Passage fourni.
--------

A ces différents syndromes
s'ajoutent plusieurs théories, jugées peu crédibles par les historiens :
empoisonnement au mercure par Salieri ; assassinat par les
francs-maçons, furieux de voir leurs rites dévoilés dans la Flûte
enchantée ; ou absorption de potions médicinales dangereuses (liqueur
de Van Swieten).
En réalité, la légende de
l'assassinat de Mozart par Salieri relève de l'imagerie romantique,
ayant été présentée pour la première fois dans Mozart et Salieri,
pièce de théâtre de l'écrivain russe Alexandre Pouchkine, publiée
en 1830. Très populaire en Russie, elle fut adaptée à l'opéra à la fin
du XIX° siècle. Plus tard, en 1979, le Britannique Peter Schaffer
s'inspira de l'ouvrage de Pouchkine pour composer la pièce de théâtre
Amadeus, qui fut adaptée au cinéma dès 1984, sous le nom de Peter
Schaffer's Amadeus.

--------

[Entrées de données recueillies]
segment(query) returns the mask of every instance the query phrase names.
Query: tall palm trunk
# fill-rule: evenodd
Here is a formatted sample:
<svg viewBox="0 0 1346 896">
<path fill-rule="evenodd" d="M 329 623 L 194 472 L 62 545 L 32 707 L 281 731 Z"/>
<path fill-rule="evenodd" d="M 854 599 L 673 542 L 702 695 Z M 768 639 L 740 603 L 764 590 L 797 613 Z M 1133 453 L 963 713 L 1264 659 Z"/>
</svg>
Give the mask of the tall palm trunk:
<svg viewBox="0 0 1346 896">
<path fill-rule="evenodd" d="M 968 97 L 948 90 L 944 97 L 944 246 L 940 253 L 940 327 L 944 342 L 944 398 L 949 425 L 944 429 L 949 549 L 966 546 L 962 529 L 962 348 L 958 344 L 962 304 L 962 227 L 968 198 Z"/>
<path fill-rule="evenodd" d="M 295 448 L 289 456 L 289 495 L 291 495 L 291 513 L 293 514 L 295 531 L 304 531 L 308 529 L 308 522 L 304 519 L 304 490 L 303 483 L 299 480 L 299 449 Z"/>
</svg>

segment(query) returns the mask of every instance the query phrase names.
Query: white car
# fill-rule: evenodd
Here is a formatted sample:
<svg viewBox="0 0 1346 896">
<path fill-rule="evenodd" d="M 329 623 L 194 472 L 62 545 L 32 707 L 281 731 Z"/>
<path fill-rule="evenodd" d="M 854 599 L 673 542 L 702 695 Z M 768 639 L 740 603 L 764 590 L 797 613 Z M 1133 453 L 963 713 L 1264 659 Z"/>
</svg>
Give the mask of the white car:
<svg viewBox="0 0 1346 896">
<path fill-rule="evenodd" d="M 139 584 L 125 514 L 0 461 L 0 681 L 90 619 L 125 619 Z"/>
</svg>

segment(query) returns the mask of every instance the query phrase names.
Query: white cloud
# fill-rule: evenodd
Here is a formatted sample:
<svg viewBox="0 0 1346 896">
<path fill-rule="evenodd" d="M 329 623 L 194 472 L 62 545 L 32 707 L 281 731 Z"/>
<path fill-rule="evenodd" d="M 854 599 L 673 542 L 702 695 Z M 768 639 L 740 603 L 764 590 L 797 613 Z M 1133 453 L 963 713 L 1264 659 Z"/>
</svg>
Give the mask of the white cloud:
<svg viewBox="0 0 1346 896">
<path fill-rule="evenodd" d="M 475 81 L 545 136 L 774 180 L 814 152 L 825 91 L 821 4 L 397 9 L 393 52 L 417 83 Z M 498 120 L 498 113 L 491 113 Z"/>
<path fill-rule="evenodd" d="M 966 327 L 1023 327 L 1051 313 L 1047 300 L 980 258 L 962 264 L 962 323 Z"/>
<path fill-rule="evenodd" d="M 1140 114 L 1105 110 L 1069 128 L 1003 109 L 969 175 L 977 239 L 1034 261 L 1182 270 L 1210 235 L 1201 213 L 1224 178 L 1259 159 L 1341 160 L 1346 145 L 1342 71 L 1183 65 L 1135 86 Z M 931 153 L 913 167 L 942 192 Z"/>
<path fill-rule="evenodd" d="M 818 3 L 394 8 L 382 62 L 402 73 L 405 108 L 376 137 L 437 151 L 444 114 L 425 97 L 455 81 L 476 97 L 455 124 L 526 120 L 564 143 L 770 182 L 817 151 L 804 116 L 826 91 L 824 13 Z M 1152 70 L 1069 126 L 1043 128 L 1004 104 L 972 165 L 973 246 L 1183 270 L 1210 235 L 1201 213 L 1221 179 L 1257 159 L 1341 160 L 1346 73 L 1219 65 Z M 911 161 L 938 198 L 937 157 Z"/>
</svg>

--------

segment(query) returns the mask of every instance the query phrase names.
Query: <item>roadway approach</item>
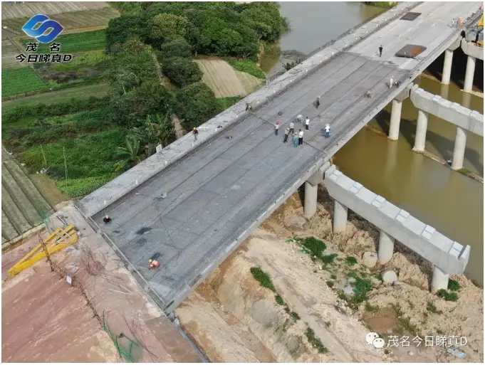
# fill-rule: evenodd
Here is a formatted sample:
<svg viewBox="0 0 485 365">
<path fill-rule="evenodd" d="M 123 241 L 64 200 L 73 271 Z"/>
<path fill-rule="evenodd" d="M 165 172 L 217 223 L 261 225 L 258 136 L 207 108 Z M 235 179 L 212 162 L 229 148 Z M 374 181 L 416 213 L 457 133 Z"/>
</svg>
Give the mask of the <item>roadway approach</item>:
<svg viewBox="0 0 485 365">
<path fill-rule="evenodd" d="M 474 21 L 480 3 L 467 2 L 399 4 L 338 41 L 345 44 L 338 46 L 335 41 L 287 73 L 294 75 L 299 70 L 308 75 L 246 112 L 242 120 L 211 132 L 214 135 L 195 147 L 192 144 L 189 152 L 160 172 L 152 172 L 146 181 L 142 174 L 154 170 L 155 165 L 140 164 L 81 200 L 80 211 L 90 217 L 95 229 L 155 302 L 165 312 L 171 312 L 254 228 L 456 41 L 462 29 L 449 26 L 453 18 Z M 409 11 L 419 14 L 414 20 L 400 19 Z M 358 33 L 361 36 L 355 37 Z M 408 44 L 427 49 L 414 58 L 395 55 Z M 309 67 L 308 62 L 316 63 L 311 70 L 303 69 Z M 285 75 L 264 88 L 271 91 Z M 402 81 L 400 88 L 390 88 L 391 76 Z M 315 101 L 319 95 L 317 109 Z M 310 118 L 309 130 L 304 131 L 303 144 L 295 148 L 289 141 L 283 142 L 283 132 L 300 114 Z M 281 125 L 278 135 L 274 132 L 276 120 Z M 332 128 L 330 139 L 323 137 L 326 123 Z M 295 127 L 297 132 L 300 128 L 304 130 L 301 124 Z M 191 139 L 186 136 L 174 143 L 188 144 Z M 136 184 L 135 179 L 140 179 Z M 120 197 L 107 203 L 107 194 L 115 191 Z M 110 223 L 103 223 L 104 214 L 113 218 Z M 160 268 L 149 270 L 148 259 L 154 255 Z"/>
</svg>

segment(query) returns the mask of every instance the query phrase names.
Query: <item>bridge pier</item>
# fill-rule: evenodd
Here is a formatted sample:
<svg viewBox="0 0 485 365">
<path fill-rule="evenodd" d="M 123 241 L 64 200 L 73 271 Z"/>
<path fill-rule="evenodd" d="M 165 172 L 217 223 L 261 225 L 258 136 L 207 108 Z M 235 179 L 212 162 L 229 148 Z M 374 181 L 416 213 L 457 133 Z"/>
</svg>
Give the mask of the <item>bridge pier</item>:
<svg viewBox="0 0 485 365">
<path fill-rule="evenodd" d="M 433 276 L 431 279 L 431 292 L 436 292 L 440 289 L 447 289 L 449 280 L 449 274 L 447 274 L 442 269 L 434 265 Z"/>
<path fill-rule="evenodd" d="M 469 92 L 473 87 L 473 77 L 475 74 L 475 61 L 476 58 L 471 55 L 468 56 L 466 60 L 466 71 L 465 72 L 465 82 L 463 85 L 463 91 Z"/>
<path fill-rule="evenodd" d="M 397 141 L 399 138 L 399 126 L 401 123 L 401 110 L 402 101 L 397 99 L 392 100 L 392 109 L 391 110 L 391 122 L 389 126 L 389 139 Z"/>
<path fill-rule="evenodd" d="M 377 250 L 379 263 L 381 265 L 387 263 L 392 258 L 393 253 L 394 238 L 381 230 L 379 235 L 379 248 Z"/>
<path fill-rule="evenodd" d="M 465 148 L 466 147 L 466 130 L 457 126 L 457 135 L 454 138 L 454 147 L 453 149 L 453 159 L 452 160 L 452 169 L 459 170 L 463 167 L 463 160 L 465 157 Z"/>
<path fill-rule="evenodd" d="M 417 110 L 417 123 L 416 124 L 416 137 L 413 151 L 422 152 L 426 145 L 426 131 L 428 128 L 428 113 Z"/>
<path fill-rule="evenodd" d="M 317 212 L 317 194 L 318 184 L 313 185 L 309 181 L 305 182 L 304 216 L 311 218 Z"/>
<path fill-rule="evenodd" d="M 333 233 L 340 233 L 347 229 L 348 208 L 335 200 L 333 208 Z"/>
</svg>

--------

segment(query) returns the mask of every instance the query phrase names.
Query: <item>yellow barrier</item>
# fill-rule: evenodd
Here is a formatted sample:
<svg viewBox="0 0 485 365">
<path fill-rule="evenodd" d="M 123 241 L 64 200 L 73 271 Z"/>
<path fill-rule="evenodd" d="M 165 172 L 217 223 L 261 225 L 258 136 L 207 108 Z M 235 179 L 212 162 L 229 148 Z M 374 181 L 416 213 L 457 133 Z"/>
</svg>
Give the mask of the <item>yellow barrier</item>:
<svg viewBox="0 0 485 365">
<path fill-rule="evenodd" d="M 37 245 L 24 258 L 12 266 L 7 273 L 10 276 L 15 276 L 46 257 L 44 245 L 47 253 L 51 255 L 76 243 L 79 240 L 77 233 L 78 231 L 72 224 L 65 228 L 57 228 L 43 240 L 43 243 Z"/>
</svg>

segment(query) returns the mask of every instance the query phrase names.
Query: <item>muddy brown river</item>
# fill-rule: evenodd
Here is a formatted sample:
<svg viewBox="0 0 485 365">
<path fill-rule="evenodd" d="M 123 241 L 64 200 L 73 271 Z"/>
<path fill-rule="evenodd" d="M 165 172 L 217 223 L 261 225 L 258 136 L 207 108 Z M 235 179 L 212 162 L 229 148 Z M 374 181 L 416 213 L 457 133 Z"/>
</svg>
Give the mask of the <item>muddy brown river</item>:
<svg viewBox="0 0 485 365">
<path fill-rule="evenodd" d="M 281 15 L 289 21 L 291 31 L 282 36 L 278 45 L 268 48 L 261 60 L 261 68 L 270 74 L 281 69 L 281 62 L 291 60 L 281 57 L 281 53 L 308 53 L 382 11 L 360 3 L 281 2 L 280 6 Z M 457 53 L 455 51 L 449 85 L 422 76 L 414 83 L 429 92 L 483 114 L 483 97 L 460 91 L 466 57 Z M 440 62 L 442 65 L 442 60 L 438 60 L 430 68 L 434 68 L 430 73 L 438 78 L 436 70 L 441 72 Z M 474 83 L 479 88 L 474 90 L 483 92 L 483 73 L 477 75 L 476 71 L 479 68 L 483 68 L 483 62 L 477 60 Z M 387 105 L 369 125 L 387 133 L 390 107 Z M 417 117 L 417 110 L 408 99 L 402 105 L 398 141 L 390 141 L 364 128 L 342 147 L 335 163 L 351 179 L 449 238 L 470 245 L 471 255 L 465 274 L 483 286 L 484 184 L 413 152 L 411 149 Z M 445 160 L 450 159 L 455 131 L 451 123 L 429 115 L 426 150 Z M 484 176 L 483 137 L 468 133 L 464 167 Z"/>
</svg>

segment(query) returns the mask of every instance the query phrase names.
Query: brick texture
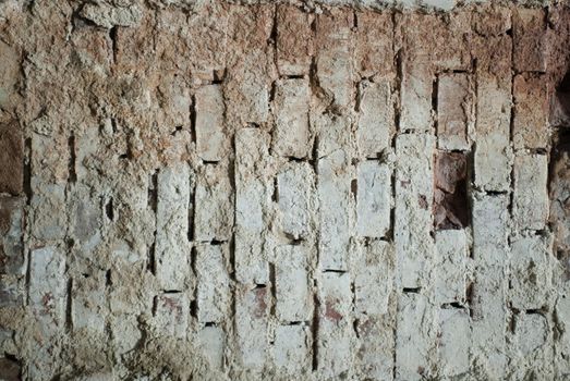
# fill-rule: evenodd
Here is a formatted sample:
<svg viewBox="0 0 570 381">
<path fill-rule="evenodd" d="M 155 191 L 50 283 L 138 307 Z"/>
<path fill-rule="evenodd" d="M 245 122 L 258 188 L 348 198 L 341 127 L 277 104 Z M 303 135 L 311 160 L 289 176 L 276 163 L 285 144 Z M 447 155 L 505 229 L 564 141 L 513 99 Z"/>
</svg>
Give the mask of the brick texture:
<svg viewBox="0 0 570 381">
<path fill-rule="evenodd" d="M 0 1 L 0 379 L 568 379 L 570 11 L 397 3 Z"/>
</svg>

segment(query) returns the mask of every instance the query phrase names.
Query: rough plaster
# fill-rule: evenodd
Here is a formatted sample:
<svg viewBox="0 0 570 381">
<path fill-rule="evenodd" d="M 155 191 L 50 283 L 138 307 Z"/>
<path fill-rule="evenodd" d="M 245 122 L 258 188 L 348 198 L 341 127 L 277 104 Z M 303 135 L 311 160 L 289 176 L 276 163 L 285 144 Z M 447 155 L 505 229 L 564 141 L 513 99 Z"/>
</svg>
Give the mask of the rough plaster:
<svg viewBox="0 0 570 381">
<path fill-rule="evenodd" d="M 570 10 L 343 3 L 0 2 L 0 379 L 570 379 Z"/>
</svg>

--------

Exercices à traiter.
1/ Citez le passage sur la mort de Mozart de « A ces différents » jusqu'à « de Van Swieten). », ces mots compris.
2/ Répondez à ces questions d'après le passage sur la mort de Mozart :
(a) Selon la théorie de l'assassinat, qu'est-ce qui aurait rendu les francs-maçons furieux ?
(b) En quelle année fut publiée la pièce de Pouchkine Mozart et Salieri ?
(c) Sous quel titre la pièce Amadeus fut-elle adaptée au cinéma en 1984 ?
3/ Poursuivez le passage sur la mort de Mozart à partir de l'endroit où il s'arrête.
Les données ne servent à rien ici.

Résultats attendus.
1/
A ces différents syndromes
s'ajoutent plusieurs théories, jugées peu crédibles par les historiens :
empoisonnement au mercure par Salieri ; assassinat par les
francs-maçons, furieux de voir leurs rites dévoilés dans la Flûte
enchantée ; ou absorption de potions médicinales dangereuses (liqueur
de Van Swieten).

2/
(a) Voir leurs rites dévoilés dans la Flûte enchantée.
(b) En 1830.
(c) Peter Schaffer's Amadeus.

3/
Dans ce film acclamé par la
critique, qui reçut 40 récompenses dont huit Oscars, Salieri est
présenté comme un compositeur talentueux, mais médiocre face au talent
inégalé de Mozart, qu'il déteste et admire à la fois. Dans cette œuvre,
c'est Salieri qui commande le fameux Requiem, que Mozart s'épuisa à
composer. A la fin du film, le kapellmeister n'est donc pas directement
responsable de la mort de son rival, mais en porte néanmoins une part de
responsabilité.
Toutefois, il convient de
préciser que la réalité est bien différente de cette légende noire.
Si Salieri éprouva sans doute de la jalousie à l'égard du jeune
prodige, suite à l'arrivée de ce dernier à Vienne, les deux hommes
entretinrent des relations rivales mais néanmoins amicales.
En effet, Salieri conserva
jusqu'à sa mort, en 1825, son poste de kapellmeister, restant
pendant longtemps un personnage puissant à Vienne. Par ailleurs, si
l'œuvre de Salieri est aujourd'hui largement méconnue du grand
public, ce compositeur remporta de bien plus grands succès que son
rival, jouant ses opéras dans les principales Cours d'Europe
(Milan, Paris, Rome, Venise, Versailles, Vienne, etc.).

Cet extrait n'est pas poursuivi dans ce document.